Your objective: Copy the listing below word for word, changing nothing.

Records supplied:

******************************

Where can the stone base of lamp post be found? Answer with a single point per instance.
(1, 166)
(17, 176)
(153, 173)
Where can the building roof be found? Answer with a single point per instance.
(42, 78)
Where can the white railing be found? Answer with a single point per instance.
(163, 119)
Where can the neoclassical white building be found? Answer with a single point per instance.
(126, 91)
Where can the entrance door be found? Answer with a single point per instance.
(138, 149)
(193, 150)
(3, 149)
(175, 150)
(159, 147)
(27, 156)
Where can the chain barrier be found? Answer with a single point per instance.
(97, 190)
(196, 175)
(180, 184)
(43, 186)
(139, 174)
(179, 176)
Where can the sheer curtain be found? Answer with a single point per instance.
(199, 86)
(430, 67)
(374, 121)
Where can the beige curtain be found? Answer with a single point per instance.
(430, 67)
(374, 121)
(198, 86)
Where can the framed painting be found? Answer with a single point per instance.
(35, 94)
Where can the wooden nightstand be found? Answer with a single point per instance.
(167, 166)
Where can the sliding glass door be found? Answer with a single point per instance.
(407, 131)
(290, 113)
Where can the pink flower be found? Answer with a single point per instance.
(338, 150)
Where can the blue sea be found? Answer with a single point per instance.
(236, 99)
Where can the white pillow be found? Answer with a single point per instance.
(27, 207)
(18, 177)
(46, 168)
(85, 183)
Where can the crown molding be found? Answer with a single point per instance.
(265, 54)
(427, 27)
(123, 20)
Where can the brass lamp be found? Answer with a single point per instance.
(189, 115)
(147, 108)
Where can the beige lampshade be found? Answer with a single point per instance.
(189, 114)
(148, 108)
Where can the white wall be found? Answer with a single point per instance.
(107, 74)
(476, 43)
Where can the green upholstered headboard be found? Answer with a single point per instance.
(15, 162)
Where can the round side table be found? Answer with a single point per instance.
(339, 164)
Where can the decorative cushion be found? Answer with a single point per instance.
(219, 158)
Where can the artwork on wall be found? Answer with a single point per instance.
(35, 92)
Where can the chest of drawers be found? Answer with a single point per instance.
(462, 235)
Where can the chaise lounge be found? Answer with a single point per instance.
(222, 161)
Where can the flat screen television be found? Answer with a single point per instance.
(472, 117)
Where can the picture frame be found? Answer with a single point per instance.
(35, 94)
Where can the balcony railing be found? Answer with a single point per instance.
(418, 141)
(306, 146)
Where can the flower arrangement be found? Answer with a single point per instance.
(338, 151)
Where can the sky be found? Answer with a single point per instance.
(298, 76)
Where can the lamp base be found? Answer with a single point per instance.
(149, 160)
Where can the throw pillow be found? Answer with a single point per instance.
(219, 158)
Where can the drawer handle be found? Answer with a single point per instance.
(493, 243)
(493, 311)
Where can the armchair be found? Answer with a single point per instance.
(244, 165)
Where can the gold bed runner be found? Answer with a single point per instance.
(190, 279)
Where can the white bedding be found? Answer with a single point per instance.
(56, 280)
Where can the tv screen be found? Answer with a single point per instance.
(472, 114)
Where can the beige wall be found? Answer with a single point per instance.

******************************

Completed exercise:
Where can the stone base of lamp post be found? Answer with a single point per instance.
(1, 166)
(17, 176)
(153, 173)
Where can the building roof be found? Answer with a single point per instance.
(42, 78)
Where can the white railing be found? Answer with a single point per instance.
(163, 119)
Where can the neoclassical white building be found? Answer with a single point per instance.
(126, 91)
Where can the entrance door be found? Answer with a single point per instance.
(138, 149)
(193, 150)
(3, 149)
(175, 150)
(159, 147)
(27, 156)
Where can the chain barrier be found? Answer with a single point per instance.
(97, 190)
(196, 175)
(180, 184)
(43, 186)
(139, 174)
(179, 176)
Where can the sheer curtain be found? Answer with a single point per instance.
(199, 86)
(430, 67)
(374, 121)
Where can the beige curtain be found? Answer with a single point per instance.
(430, 67)
(374, 121)
(198, 86)
Where can the framed painting be found? Answer with a single point per instance.
(35, 94)
Where can the wooden nightstand be found? Answer with a single point per instance.
(167, 166)
Where can the sliding glass door be found? Answer with a single point per instance.
(407, 131)
(290, 113)
Where can the pink flower be found? Answer with a single point per instance.
(338, 150)
Where can the blue sea be found? Answer with a single point per instance.
(236, 99)
Where can the white pillow be found? Answer with a single point per instance.
(27, 207)
(18, 177)
(46, 168)
(85, 183)
Where can the crown molding be found? Answer with a single point per instance.
(265, 54)
(427, 27)
(123, 20)
Where can the brass lamp be found? Answer with a single point per instance.
(189, 115)
(147, 108)
Where can the beige lampshade be found? Answer with a single point per instance.
(189, 114)
(148, 108)
Where can the white wall be found? Answer with a single point per instance.
(107, 74)
(476, 43)
Where can the green upholstered headboard be found? Answer with a single point per instance.
(15, 162)
Where can the round side table be found? Answer with a single point per instance.
(339, 164)
Where can the decorative cushion be found? Answer with a single point per instance.
(219, 158)
Where can the artwork on wall be found? Answer with a single point per instance.
(35, 92)
Where can the chest of drawers be found? Answer with a single point per instance.
(462, 235)
Where can the chaise lounge be found? Answer with a single point per instance.
(222, 161)
Where can the flat screen television be found? Answer with a single point per instance.
(472, 117)
Where can the picture frame be found? Answer with a single point per instance.
(35, 94)
Where can the balcony railing be found? Answer with a single point per instance.
(418, 141)
(306, 146)
Where can the flower arrangement be found? Answer with a single point per instance.
(338, 151)
Where can the sky be found? Answer with a single point per instance.
(298, 76)
Where can the lamp base be found? Answer with a single point per instance.
(149, 160)
Where can the throw pillow be found? Answer with a single point per instance.
(219, 158)
Where can the drawer handle be found? Answer with a single point per instance.
(493, 243)
(493, 311)
Where can the armchair be found? Answer with a single point per instance.
(244, 165)
Where can the gold bed runner be found? Answer with a single point per instance.
(190, 279)
Where can the white bedding be found? Answer with a single point per instance.
(56, 280)
Where can the tv screen be found? Answer with a single point per instance.
(472, 114)
Where can the beige wall be found? Answer with a single point per instance.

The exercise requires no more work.